==== Passage provided

In the high-stakes world of international basketball, momentum is everything. When a player finds their rhythm, dictates the pace, and elevates the entire roster to an unstoppable level, the logical coaching response is to reward that performance and build upon it. Yet, in Team USA’s recent FIBA World Cup qualifying matchup against Puerto Rico, the coaching staff did the exact opposite. They took the most electric playmaker on the planet, stripped her of her primary weapon, and forced her to watch from the periphery. The decision to bench Caitlin Clark—again—has ignited a firestorm of criticism and raised serious questions about the strategic vision of Team USA’s leadership.

To fully grasp the sheer absurdity of this situation, one must look at the immediate context. Just 24 hours prior, in a dominant showing against Senegal, Caitlin Clark was the undisputed maestro of the hardwood. She dropped a spectacular double-double, finishing with 17 points and 12 assists. Alongside Rhyne Howard, Clark orchestrated a fluid, high-velocity offense that showcased precisely why she is considered a generational talent. The ball moved on a string, teammates were consistently rewarded for cutting, and the overall pace was absolutely breathtaking. She wasn’t just participating in the game; she was defining it.

The logical, anticipated move for the subsequent game against Puerto Rico would be to elevate Clark to the starting lineup, solidifying the offensive identity that had just proved so devastatingly effective. Instead, Coach Kara Lawson opted to keep both Clark and Howard on the bench at tip-off.

But the issue runs far deeper than merely who is on the floor for the opening jump ball. The genuine controversy lies in how Clark was utilized once she finally entered the game. Team USA employed a rigid, hockey-style “five-in, five-out” substitution rotation. In theory, against overmatched international competition, this strategy allows coaches to manage minutes and test different combinations. In reality, it created a disjointed, stagnant mess that completely neutralized the team’s greatest asset.

========

**Task prompt**
Can you quote the full article above about Caitlin Clark being benched verbatim?

==== Excerpted data

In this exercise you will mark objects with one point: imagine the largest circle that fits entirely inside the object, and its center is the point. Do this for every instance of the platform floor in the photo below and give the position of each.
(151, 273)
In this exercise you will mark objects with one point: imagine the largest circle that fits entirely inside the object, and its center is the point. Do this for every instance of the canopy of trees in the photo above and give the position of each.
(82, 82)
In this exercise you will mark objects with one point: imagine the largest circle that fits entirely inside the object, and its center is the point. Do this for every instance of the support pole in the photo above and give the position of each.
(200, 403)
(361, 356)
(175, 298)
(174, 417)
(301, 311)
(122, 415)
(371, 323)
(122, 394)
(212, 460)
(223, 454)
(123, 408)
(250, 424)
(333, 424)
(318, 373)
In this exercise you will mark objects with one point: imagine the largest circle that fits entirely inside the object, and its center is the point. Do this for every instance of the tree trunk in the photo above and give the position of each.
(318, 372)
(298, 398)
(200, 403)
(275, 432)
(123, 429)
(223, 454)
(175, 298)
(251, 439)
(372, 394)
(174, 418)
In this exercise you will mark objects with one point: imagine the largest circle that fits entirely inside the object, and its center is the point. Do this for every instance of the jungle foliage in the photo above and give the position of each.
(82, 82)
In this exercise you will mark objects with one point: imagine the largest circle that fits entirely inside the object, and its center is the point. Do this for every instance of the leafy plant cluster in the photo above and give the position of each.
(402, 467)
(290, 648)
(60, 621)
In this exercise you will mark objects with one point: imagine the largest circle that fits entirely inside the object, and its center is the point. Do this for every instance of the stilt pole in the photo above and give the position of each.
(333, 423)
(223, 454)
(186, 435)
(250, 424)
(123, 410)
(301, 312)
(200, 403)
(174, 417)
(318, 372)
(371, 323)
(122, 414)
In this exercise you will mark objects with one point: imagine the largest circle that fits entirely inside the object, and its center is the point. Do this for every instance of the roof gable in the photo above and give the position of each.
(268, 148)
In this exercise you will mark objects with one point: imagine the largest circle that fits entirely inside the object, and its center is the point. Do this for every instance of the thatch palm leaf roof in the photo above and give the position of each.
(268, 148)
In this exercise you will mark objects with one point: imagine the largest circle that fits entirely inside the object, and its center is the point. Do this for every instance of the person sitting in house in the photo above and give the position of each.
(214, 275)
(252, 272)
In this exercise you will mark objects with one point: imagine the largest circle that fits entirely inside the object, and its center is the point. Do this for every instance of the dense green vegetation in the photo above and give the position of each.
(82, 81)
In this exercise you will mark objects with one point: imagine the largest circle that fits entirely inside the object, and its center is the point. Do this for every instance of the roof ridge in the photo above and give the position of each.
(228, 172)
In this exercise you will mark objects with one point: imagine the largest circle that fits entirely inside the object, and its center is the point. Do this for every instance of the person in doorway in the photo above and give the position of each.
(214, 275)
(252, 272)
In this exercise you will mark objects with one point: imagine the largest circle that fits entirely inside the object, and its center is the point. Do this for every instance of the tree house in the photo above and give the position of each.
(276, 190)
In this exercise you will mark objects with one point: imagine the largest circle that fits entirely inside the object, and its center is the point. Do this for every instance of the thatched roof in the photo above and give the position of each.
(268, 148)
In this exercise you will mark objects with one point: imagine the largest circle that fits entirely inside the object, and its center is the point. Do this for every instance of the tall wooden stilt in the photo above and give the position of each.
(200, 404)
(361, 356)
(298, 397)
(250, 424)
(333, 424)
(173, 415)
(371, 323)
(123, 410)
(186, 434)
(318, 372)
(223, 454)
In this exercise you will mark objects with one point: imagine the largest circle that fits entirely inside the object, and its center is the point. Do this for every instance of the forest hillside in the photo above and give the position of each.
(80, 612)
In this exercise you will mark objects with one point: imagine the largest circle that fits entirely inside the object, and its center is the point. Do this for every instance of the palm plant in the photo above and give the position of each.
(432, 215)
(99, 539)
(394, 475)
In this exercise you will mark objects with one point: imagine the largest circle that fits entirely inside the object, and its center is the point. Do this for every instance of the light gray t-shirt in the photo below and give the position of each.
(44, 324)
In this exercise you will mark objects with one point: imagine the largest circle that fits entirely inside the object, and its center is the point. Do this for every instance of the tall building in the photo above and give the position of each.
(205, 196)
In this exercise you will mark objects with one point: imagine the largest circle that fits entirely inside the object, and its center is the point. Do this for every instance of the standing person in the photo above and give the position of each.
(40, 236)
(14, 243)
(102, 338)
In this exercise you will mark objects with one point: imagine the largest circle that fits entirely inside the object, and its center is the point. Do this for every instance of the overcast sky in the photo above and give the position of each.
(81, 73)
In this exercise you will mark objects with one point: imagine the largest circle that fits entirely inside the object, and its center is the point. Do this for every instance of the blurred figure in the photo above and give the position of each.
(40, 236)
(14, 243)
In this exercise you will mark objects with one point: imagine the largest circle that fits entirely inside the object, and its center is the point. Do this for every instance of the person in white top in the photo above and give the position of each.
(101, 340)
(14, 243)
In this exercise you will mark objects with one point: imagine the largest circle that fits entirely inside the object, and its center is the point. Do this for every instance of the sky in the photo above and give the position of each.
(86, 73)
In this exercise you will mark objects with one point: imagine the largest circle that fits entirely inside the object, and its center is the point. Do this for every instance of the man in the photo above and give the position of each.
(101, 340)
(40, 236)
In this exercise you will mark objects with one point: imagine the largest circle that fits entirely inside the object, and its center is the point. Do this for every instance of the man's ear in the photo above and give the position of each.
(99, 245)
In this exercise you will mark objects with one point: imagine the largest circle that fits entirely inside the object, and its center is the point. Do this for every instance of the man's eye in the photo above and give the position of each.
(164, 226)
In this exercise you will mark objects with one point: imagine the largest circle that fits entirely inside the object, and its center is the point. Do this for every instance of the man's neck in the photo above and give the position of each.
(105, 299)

========

**Correct result**
In the high-stakes world of international basketball, momentum is everything. When a player finds their rhythm, dictates the pace, and elevates the entire roster to an unstoppable level, the logical coaching response is to reward that performance and build upon it. Yet, in Team USA’s recent FIBA World Cup qualifying matchup against Puerto Rico, the coaching staff did the exact opposite. They took the most electric playmaker on the planet, stripped her of her primary weapon, and forced her to watch from the periphery. The decision to bench Caitlin Clark—again—has ignited a firestorm of criticism and raised serious questions about the strategic vision of Team USA’s leadership.

To fully grasp the sheer absurdity of this situation, one must look at the immediate context. Just 24 hours prior, in a dominant showing against Senegal, Caitlin Clark was the undisputed maestro of the hardwood. She dropped a spectacular double-double, finishing with 17 points and 12 assists. Alongside Rhyne Howard, Clark orchestrated a fluid, high-velocity offense that showcased precisely why she is considered a generational talent. The ball moved on a string, teammates were consistently rewarded for cutting, and the overall pace was absolutely breathtaking. She wasn’t just participating in the game; she was defining it.

The logical, anticipated move for the subsequent game against Puerto Rico would be to elevate Clark to the starting lineup, solidifying the offensive identity that had just proved so devastatingly effective. Instead, Coach Kara Lawson opted to keep both Clark and Howard on the bench at tip-off.

But the issue runs far deeper than merely who is on the floor for the opening jump ball. The genuine controversy lies in how Clark was utilized once she finally entered the game. Team USA employed a rigid, hockey-style “five-in, five-out” substitution rotation. In theory, against overmatched international competition, this strategy allows coaches to manage minutes and test different combinations. In reality, it created a disjointed, stagnant mess that completely neutralized the team’s greatest asset.